(Task input)
# # #
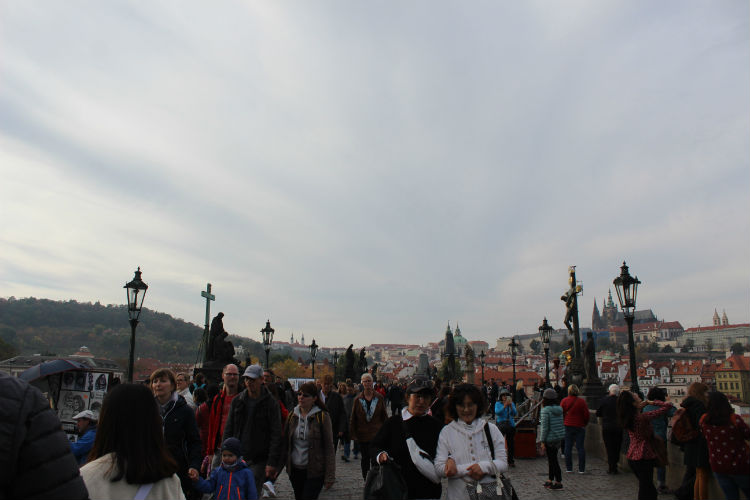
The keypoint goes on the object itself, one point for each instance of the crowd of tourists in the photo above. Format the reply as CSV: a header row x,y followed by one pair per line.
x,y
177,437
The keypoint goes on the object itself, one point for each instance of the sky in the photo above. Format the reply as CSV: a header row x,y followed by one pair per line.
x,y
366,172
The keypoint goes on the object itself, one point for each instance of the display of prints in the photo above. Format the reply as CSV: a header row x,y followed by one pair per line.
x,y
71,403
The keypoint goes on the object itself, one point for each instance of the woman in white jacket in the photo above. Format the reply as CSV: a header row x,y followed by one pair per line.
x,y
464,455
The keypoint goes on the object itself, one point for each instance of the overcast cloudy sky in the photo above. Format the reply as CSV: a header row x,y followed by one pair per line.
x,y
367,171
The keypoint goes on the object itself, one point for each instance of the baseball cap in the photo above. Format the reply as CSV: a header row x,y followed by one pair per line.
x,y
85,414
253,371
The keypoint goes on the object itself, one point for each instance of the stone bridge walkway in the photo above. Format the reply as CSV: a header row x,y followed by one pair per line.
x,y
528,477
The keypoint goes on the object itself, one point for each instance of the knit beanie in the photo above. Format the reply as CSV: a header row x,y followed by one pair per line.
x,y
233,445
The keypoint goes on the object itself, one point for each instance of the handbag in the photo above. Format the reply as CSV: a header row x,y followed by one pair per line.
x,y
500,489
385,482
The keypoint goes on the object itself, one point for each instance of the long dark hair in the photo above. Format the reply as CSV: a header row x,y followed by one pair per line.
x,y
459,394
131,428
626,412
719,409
# # #
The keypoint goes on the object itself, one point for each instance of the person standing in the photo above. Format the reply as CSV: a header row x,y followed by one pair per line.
# # #
(What the task requires)
From the items above, pull out every line that contains the string "dark" and copy each one in full. Matches are case-sensitive.

(Written solution)
The keypoint goes on the object itself, one point for each instance of the long dark hair in the photo above. Format the reply as CSV: a header row x,y followed by one pair per line.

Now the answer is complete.